▸ Excerpted data:
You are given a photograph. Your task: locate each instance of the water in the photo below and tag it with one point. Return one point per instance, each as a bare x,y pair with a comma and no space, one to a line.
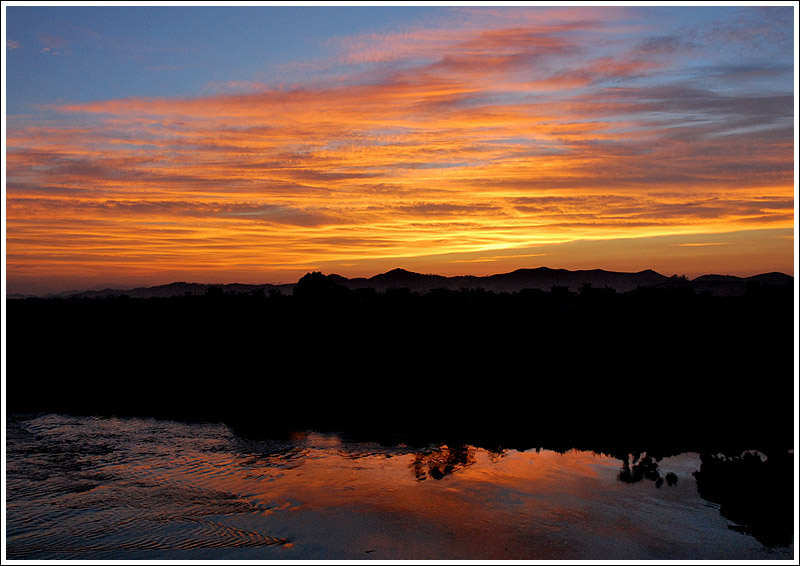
111,488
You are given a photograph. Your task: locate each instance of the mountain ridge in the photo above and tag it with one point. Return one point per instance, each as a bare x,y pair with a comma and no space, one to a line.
542,278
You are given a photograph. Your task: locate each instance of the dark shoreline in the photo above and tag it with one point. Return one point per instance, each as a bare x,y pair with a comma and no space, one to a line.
664,366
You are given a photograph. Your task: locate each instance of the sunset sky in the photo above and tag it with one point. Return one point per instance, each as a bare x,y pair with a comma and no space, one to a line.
253,144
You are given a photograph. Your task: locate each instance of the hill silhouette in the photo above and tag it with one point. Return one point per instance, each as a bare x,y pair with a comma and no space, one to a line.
660,364
543,278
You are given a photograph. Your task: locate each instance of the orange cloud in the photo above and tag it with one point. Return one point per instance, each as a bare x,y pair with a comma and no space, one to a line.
498,139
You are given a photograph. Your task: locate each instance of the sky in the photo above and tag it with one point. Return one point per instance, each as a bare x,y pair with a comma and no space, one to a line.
252,144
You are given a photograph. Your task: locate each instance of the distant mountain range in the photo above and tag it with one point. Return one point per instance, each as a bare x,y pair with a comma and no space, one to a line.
543,278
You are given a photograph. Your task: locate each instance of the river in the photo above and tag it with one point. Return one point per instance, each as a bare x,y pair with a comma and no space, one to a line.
137,488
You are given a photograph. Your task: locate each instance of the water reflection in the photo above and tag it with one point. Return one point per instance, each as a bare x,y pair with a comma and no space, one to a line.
753,491
82,488
438,462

▸ Task requirements:
Output exactly the lines from the one holding "of the distant" to the end of the material above, with both ends included.

▸ Answer for this exercise:
You are given a photograph. Your task: locate each instance of the distant mountain range in the photo above and tag it with one point. Return one point per instance, each as a bare x,y pair with a comma and no space, one to a line.
543,278
You are given a photograph. Your task: locate each instance of the river in the photo above and tag it with one point. Return one point per instance, each as a bare x,y pair with a comma and no space, one to a line.
137,488
You are given a photograph. Your task: locate each instance of the water reflection in the photo above and tag it with one point. Return one point per instance, each as a bare x,y pair with a comma and no space, one to a line.
753,491
82,488
438,462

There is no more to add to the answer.